• [PROMPT]
The data below needs to be returned exactly, line for line.

+++ EXTRACTED ENTRIES

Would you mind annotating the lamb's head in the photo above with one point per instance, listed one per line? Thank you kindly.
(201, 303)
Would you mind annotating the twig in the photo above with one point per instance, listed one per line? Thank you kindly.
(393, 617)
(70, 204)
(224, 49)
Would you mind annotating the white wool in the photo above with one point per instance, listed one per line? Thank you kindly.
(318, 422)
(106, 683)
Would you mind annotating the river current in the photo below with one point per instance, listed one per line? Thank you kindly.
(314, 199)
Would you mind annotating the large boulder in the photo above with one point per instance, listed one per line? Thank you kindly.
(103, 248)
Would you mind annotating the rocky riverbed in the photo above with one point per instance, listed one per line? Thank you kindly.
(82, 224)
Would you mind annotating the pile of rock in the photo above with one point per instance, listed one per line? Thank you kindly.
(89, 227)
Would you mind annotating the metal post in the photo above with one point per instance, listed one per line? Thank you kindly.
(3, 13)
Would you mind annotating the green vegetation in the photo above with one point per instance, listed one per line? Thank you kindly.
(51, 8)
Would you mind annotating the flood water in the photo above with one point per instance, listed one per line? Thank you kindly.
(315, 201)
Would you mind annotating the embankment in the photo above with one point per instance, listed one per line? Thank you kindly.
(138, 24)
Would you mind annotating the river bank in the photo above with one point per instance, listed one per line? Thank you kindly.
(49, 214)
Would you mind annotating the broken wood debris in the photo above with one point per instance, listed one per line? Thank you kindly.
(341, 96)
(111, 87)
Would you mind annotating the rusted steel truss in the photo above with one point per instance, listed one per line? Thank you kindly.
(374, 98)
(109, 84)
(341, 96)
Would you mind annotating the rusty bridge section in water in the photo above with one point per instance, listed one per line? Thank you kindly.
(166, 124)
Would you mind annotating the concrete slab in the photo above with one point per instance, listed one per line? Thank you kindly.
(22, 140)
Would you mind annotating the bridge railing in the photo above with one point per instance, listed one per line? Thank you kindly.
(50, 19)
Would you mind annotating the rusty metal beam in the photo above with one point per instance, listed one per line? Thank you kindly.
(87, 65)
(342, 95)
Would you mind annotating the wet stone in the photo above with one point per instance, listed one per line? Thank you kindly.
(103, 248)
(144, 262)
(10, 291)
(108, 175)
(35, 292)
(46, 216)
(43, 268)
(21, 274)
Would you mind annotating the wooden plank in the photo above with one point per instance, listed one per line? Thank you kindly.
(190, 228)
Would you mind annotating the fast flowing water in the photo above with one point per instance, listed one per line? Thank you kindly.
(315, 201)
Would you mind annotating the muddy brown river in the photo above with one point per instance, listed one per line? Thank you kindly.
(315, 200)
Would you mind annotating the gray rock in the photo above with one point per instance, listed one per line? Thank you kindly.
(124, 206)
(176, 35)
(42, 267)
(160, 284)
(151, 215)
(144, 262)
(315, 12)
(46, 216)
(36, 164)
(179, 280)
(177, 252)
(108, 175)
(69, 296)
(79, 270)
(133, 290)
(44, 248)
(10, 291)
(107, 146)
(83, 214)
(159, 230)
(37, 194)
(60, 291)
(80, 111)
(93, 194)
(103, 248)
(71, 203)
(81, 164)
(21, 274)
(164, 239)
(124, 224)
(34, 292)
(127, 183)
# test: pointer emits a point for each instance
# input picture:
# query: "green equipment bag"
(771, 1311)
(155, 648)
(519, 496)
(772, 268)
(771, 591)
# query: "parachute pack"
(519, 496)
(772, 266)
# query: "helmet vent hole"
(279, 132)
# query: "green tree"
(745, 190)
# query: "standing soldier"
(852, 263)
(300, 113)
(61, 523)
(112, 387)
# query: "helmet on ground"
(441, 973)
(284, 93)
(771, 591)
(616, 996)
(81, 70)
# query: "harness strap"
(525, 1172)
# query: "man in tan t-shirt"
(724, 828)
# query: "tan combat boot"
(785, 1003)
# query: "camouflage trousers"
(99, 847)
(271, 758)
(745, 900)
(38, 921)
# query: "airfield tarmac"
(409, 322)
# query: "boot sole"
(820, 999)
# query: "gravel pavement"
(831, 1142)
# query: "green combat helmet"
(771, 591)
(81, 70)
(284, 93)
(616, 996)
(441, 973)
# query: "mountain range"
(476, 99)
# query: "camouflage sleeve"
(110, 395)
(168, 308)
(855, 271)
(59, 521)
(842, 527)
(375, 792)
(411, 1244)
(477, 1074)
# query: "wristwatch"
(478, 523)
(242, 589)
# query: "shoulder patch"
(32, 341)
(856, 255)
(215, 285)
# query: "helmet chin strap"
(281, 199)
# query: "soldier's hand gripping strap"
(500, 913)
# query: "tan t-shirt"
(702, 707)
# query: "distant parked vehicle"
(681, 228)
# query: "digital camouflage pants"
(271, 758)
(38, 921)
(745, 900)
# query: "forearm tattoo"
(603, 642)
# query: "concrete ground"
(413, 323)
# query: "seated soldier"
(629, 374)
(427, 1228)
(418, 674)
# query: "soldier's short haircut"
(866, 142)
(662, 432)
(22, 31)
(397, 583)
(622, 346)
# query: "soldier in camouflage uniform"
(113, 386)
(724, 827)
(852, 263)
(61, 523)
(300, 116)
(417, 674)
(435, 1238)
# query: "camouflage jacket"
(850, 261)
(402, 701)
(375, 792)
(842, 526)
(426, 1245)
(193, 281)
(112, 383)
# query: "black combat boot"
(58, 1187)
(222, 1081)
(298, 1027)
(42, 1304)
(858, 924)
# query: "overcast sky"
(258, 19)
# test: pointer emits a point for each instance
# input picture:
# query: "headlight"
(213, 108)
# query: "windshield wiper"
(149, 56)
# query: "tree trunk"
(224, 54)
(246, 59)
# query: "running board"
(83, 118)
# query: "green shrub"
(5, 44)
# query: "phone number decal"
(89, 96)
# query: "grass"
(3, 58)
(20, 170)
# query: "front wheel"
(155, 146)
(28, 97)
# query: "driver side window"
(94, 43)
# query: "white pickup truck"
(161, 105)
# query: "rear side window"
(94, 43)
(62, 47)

++++++

• [FINISHED TASK]
Would you mind annotating the lamb's head in the photo above with one point per instance, listed one per line? Thank you kindly.
(201, 303)
Would you mind annotating the twig in the photo above with one point per instance, listed one per line? Thank you kindly.
(393, 617)
(70, 204)
(224, 49)
Would you mind annotating the white wool in the photo above with one point per instance, listed one per line? Thank you kindly.
(318, 422)
(106, 683)
Would you mind annotating the river current in the photo below with one point per instance, listed one per line? Thank you kindly.
(314, 199)
Would you mind annotating the large boulder in the photo above with one point per instance, listed one per line? Thank you kindly.
(103, 248)
Would you mind annotating the rocky riverbed in the photo above with one point per instance, listed one per line? Thank you kindly.
(82, 224)
Would you mind annotating the pile of rock in the photo above with one point per instance, listed one per line? Thank you kindly.
(89, 227)
Would you mind annotating the metal post in the photo above with one point per instance, listed one per line? Thank you kindly.
(3, 13)
Would you mind annotating the green vegetation in the photo above with one point per instance, listed one per line? Thank you kindly.
(51, 8)
Would you mind annotating the flood water in the photo above with one point per instance, listed one per line? Thank you kindly.
(315, 201)
Would you mind annotating the embankment in the photo above with one point per instance, listed one per line? Thank you kindly.
(138, 24)
Would you mind annotating the river bank in the photo above with one point per instance, listed one per line? Thank you kindly.
(49, 214)
Would you mind annotating the broken wood debris in the photo above with one point per instance, listed one per line? Thank you kindly.
(341, 96)
(111, 87)
Would you mind annotating the rusted steel truss in the photo above with one point per instance, listed one per line? Thank you kindly.
(374, 98)
(109, 84)
(341, 96)
Would you mind annotating the rusty bridge section in water in the photo above with one point per instance, listed one per line? Thank you kindly.
(166, 124)
Would you mind annotating the concrete slab in the photo above with one point per instance, listed one per line? Thank you kindly.
(22, 140)
Would you mind annotating the bridge railing in the photo above with one point per instance, listed one per line? Thank you kindly.
(50, 19)
Would you mind annotating the rusty metal beam in the photo above with one point per instance, listed one per line? Thank you kindly.
(87, 65)
(342, 95)
Would you mind annotating the wet stone in the photo above with one point per instance, listed one per line? Thank you kindly.
(103, 248)
(144, 262)
(10, 291)
(108, 175)
(35, 292)
(46, 216)
(43, 268)
(21, 274)
Would you mind annotating the wooden plank in the photo above with one point per instance, listed one per line? Thank you kindly.
(190, 228)
Would you mind annotating the fast flowing water in the photo above with one point per instance, listed one per line? Thank you kindly.
(315, 201)
Would you mind annotating the muddy brown river in the photo above with one point per instance, listed one per line? Thank you kindly.
(315, 200)
Would you mind annotating the gray rock in the photo above with one point per instance, listed one per line? Thank you kindly.
(124, 206)
(176, 35)
(42, 267)
(160, 284)
(151, 215)
(144, 262)
(315, 12)
(46, 216)
(36, 164)
(179, 280)
(177, 252)
(108, 175)
(69, 296)
(79, 270)
(133, 290)
(44, 248)
(10, 291)
(107, 146)
(83, 214)
(159, 230)
(37, 194)
(60, 291)
(80, 111)
(93, 194)
(103, 248)
(71, 203)
(81, 164)
(21, 274)
(164, 239)
(124, 224)
(34, 292)
(127, 183)
# test: pointer emits a point for each instance
# input picture:
# query: "green equipment bag"
(771, 1311)
(155, 648)
(519, 496)
(772, 268)
(771, 591)
# query: "parachute pack"
(519, 496)
(772, 266)
# query: "helmet vent hole"
(279, 132)
# query: "green tree"
(745, 190)
# query: "standing soldier"
(852, 263)
(300, 113)
(61, 523)
(112, 387)
# query: "helmet on ground"
(441, 973)
(284, 93)
(771, 591)
(616, 996)
(81, 70)
# query: "harness strap"
(525, 1172)
# query: "man in tan t-shirt"
(724, 828)
# query: "tan combat boot"
(785, 1003)
# query: "camouflage trousers"
(99, 847)
(271, 758)
(745, 900)
(38, 921)
# query: "airfield tarmac"
(409, 322)
# query: "boot sole"
(820, 999)
# query: "gravel pavement"
(831, 1142)
# query: "green combat helmet"
(771, 591)
(81, 70)
(284, 93)
(616, 996)
(441, 973)
# query: "mountain range"
(476, 99)
# query: "camouflage sleeve"
(110, 395)
(168, 308)
(855, 271)
(59, 521)
(842, 527)
(375, 792)
(411, 1244)
(477, 1074)
# query: "wristwatch"
(478, 523)
(242, 589)
# query: "shoulder patch"
(32, 341)
(856, 255)
(215, 285)
# query: "helmet chin strap"
(281, 199)
# query: "soldier's hand gripping strap"
(500, 913)
# query: "tan t-shirt"
(702, 707)
# query: "distant parked vehicle"
(681, 228)
# query: "digital camouflage pants"
(271, 758)
(38, 921)
(745, 900)
# query: "forearm tattoo"
(603, 642)
# query: "concrete ground"
(413, 323)
# query: "seated soldier"
(629, 374)
(427, 1228)
(418, 674)
# query: "soldier's short haircut"
(866, 142)
(662, 432)
(22, 31)
(397, 583)
(622, 346)
# query: "soldier in camouflage uniform"
(113, 386)
(724, 827)
(852, 263)
(61, 523)
(300, 116)
(417, 674)
(435, 1238)
# query: "camouflage jacket"
(850, 261)
(402, 701)
(375, 792)
(842, 526)
(426, 1245)
(193, 281)
(112, 383)
# query: "black combat boot"
(58, 1187)
(222, 1081)
(298, 1027)
(42, 1304)
(858, 924)
# query: "overcast sky"
(258, 19)
# test: pointer emits a point for each instance
# input picture:
# query: "headlight"
(213, 108)
# query: "windshield wiper"
(149, 56)
# query: "tree trunk"
(224, 54)
(246, 59)
# query: "running board"
(83, 118)
# query: "green shrub"
(5, 44)
# query: "phone number decal"
(89, 96)
# query: "grass"
(3, 58)
(20, 170)
# query: "front wheel"
(155, 146)
(28, 97)
# query: "driver side window"
(94, 43)
# query: "white pickup truck"
(161, 105)
# query: "rear side window"
(94, 43)
(62, 47)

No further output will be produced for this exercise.